■ **AIM OF THE TASK**: Rewrite every line of the items below, replacing "put a marker on" with "place a point on" and keeping everything else unchanged. Omit the pictures from your answer.

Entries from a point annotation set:
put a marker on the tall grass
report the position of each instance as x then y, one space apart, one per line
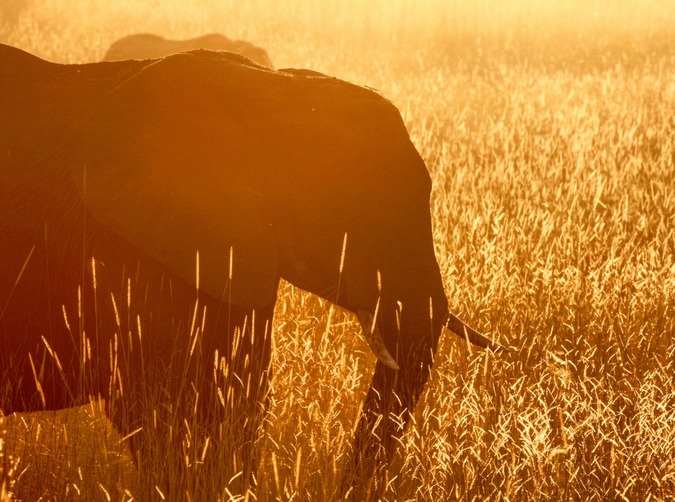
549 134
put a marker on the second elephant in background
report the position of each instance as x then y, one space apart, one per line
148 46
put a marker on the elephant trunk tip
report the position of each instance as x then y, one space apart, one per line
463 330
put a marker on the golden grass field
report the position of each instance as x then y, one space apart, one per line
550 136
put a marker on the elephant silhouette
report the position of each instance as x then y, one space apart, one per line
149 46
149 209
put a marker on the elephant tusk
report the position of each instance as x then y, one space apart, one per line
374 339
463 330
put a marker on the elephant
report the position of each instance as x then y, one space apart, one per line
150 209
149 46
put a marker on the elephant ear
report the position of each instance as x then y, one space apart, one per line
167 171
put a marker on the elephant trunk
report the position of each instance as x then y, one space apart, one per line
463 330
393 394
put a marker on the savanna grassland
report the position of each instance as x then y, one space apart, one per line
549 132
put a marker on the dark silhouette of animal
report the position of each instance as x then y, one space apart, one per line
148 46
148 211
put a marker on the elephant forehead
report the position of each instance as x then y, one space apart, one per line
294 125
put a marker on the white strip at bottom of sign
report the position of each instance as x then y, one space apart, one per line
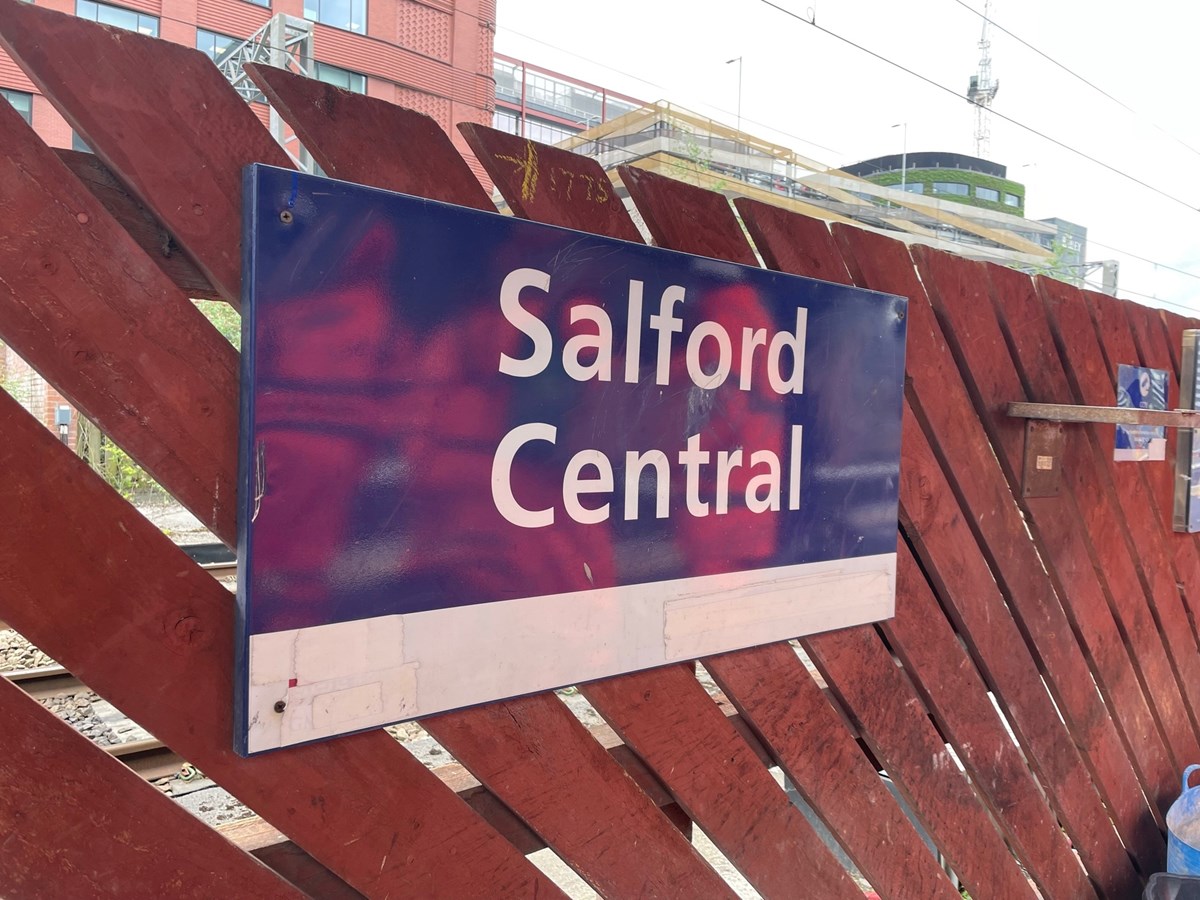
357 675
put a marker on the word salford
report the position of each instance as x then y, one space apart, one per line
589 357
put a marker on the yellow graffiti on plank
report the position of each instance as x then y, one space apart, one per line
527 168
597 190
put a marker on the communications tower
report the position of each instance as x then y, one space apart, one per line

■ **WRITTEN RESPONSE**:
place a point on the tall grass
report the position of each instance as x then y, one space apart, one per line
549 134
place a point on the second elephant in background
report the position of each instance as x then y, one space apart, one per line
148 46
place a point on the elephant trunk tip
report the position of each instance as x then y, one space apart, one per line
463 330
place a point on the golden grass field
report the position of each instance as x then y, one space apart, one per line
550 136
place a point on the elephant silhouette
report the position of each instance as x then y, one space apart, one per line
149 46
149 209
place a point on the elephant tusk
report the position of each instance as x then y, one space apart, one per line
374 339
463 330
place a point on the elephant
report the position of each instance as x then y, one space apart, one per line
150 209
149 46
place a point on the elephant ear
report the position of each instance as x then y, one space apart, one per line
167 171
place a point on the elephant trunk
report the position of each instance as x then y, one space apart, one per line
463 330
393 394
place a point on the savanna grassland
report the position of each instance as x then y, one space apart, one per line
549 132
place a point on the dark silhouette of animal
report the position of each instance as x then y, one space apart, one per line
148 46
148 211
place a point on the elephant forehead
report the position of each instance as x then y, one space apart, one per line
294 125
place a point on the white strip at bottom of sign
report the position of each instance as x then y, one space apart, one per line
357 675
place a point on the word salford
report the position of each instance as x then y, one space apart, one per line
589 357
place a point on the yellow graffiti on plank
report the position of each instance as x then y, one space apart, one per line
527 168
597 190
place a point on the communications tower
report the position of each instance as x then y, one space apart, one per line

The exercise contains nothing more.